**Текст для чтения**
····················
Это было то же, но вместе с тем и не то! «Не тем» был сам Орленев. Театралы многозначительно объясняли эту перемену в Орленеве тем, что он-де «актёр нутра». Однако это объяснение, в сущности, почти ничего не объясняло, ибо тогда, как и сегодня, было несколько расшифровок того, что означает это пресловутое «актёрское нутро». Самая простая и примитивная расшифровка: актёр нутра — как щепка в море. Море спокойно — щепка мерно и спокойно колышется на гладкой водной поверхности. Но если на такого актёра накатит волна вдохновения, — в нём заговорит это таинственное «нутро», и актёр заиграет, по старому театральному выражению, «как бог», обретая неожиданно для самого себя и окружающих изумительные находки, движения, интонации, приёмы, до этого им самим не предусмотренные. А если на актёра нутра не накатит такая счастливая волна, — он размокнет, как андерсеновская ракета, которая всё собиралась взлететь, но не взлетела, а только тихо зашипела — и погасла.

Не стоит и говорить о том, что такое понимание «нутра» и вдохновения насквозь идеалистично, порочно и жизненно неверно. Если и есть, — вернее, были прежде, — такие актёры, которые, пренебрегая трудным и сложным вживанием в образ, ждали, пока на них накатит мгновенное озарение вдохновения и заговорит их нутро, то такое вдохновение и нутро мало чем отличаются от истерики.

Но, хотя Орленев и считался «актёром нутра», он никогда не был им в только что приведённом понимании этого слова. Он никогда не полагался на то, что нутро вывезет его на кривой. Каждая роль была у него до мельчайших деталей продумана, сделана, выверена на зрителе. Внешний рисунок у него был всегда один и тот же: он не ломал мизансцен под влиянием внезапно охватившего его вдохновения, не ошарашивал партнёров каким-нибудь непредусмотренным трюком. Но ему была в сильной степени присуща глубокая нервная неуравновешенность. В жизни Орленев был тяжело невропатичен, он был типичным истериком и неврастеником. Недаром именно от него пошло тогда целое амплуа так называемых «неврастеников». Истеро-неврастения делала его иногда игрушкой собственных больных нервов, с которыми он порой не мог совладать. Эта борьба с собственными нервами выражалась в своеобразных вспышках и погасаниях его актёрской энергии на сцене. Он играл всегда одно и то же, — то, что было им найдено для данного образа. Но иногда он играл это легко, ровно, сильно, а иногда — толчками, словно спотыкаясь, вспыхивая и погасая. Одну и ту же роль он мог сыграть, то словно взмывая на крыльях и увлекая в этом головокружительном полёте и своих партнёров и своих зрителей, а в другой раз, при внешней одинаковости, — внутренне холодно и бессильно, сам никуда не улетая, не зажигая партнёров, не очень сильно волнуя зрителей. Была, например, одна деталь орленевской игры в «Призраках» Ибсена, которую обязательно вспоминают все старые театралы. Орленев — Освальд, куря трубку, останавливался перед портретом отца, виновного в несчастье всей его, Освальда, жизни, — и вдруг, в порыве неудержимого гнева, замахивался трубкой на портрет! В тех спектаклях, где Орленев летел на крыльях, эта деталь, выражавшая всё отчаяние Освальда, потрясала, заставляла зрителей вскрикивать. В тех же спектаклях, где Орленев играл буднично, не отрываясь от земли, сцена с трубкой перед портретом отца была отличной находкой, превосходно придуманной деталью, но не больше.
····················
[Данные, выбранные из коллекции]

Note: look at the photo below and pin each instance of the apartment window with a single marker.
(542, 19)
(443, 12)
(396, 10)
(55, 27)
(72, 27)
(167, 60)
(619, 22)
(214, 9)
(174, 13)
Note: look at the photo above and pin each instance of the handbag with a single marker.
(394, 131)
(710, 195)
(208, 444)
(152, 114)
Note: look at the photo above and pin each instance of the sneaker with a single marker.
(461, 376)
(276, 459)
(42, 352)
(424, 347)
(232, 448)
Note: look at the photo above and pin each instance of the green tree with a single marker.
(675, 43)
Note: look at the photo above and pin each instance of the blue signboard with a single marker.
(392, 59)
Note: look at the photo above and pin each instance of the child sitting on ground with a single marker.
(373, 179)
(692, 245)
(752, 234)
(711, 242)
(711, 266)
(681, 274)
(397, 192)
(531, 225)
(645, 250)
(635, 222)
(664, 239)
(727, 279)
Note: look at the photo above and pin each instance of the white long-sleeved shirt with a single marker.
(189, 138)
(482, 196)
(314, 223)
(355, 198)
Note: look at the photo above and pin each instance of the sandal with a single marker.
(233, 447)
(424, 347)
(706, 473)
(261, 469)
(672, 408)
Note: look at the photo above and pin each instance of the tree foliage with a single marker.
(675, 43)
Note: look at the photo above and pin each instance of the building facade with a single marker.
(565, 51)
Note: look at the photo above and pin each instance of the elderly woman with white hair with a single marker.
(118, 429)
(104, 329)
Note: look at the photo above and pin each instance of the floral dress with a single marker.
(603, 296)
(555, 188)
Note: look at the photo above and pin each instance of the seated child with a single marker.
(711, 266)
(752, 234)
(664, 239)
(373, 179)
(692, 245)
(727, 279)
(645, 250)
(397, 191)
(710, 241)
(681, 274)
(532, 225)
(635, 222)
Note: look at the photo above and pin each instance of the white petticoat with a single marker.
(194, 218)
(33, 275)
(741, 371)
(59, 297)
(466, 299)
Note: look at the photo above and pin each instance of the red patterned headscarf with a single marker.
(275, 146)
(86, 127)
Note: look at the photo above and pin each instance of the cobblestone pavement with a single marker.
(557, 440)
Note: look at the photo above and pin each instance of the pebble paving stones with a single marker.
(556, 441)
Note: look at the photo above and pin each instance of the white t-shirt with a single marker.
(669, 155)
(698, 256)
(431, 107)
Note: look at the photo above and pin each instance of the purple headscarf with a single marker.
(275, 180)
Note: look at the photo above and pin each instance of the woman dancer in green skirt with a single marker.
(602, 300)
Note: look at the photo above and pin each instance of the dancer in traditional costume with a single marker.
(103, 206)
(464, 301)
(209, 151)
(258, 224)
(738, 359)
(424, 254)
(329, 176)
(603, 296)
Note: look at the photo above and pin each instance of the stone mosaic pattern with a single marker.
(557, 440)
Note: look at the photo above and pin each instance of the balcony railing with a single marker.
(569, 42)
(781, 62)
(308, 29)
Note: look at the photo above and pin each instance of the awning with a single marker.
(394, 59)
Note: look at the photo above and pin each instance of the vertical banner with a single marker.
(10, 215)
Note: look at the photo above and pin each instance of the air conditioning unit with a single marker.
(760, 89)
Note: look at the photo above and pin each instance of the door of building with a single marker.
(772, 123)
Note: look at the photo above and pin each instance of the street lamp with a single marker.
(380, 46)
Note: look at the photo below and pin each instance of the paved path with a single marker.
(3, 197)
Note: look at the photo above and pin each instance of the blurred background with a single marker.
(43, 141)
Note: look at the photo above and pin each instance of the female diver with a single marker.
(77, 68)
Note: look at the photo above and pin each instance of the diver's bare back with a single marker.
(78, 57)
····················
**Условие задания**
Ответьте, пожалуйста, на вопросы по тексту об Орленеве.
(a) С чем сравнивается «актёр нутра» в самой простой расшифровке этого выражения?
(b) Какое амплуа, по словам текста, пошло именно от Орленева?
(c) Что делал Орленев в роли Освальда перед портретом отца в «Призраках» Ибсена?

**Ответ к заданию**
(a) Со щепкой в море.
(b) Амплуа так называемых «неврастеников».
(c) Куря трубку, он останавливался перед портретом и вдруг, в порыве неудержимого гнева, замахивался на него трубкой.